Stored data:
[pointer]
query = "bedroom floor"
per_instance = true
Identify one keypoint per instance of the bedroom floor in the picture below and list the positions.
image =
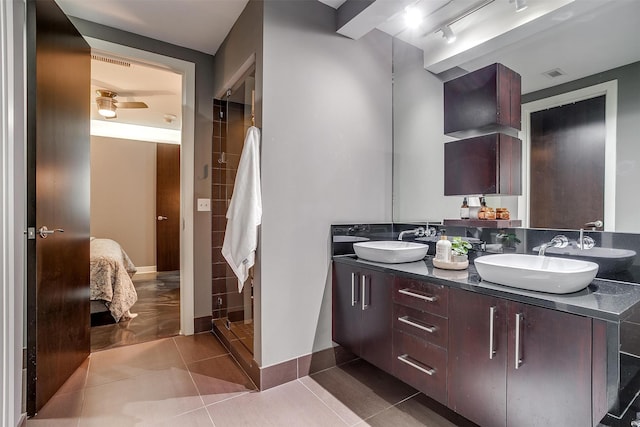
(193, 381)
(158, 309)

What is required. In this exercise, set down all of the data exactly, without the pictures.

Answer to this task.
[pointer]
query = "bedroom floor"
per_instance = true
Identify one keypoint per instance of the bedroom floor in the picture below and list the positions.
image =
(193, 381)
(158, 309)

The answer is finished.